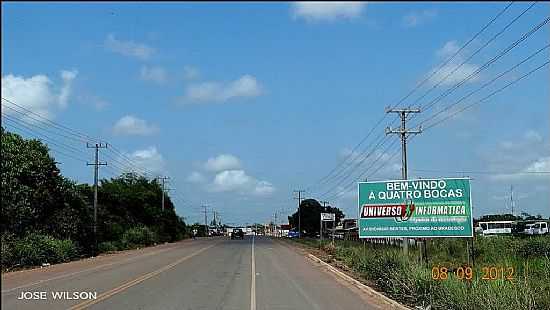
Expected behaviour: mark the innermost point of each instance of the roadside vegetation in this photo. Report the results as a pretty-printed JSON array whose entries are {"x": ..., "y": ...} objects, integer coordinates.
[
  {"x": 411, "y": 282},
  {"x": 47, "y": 218}
]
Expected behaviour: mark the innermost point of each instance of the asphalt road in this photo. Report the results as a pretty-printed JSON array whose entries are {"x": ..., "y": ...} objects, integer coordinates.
[{"x": 217, "y": 273}]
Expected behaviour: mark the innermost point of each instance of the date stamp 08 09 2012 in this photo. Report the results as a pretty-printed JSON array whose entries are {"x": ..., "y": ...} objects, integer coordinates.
[{"x": 490, "y": 273}]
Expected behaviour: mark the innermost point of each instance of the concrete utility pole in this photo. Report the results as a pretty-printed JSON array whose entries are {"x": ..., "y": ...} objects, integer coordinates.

######

# What to do
Apart from the pictures, every line above must be printed exactly.

# Task output
Expected behaviour: mark the innermost point of each instance of the roadside vegetation in this photo. Report the results as a pretty-printed JSON array whose entries are {"x": ..., "y": ...} objects, integer coordinates.
[
  {"x": 411, "y": 282},
  {"x": 47, "y": 218}
]
Expected behaviour: mark the innermost point of each instance of the asphalt road in this photo. Report the results as a pretty-printed JSON array whose entries are {"x": ..., "y": ...} objects, integer coordinates.
[{"x": 217, "y": 273}]
Expected behaviour: mark the innermost point of each instance of the date stamp 08 09 2012 in this photo. Report the results as a pretty-printed JSON array whose entries are {"x": ..., "y": ...} objects, integer coordinates.
[{"x": 490, "y": 273}]
Expected behaviour: mark the innermost point of each instance of the concrete utility pole in this photo. Report the results as a pretty-printed JSON array whose entries are {"x": ..., "y": ...} objects, integer coordinates.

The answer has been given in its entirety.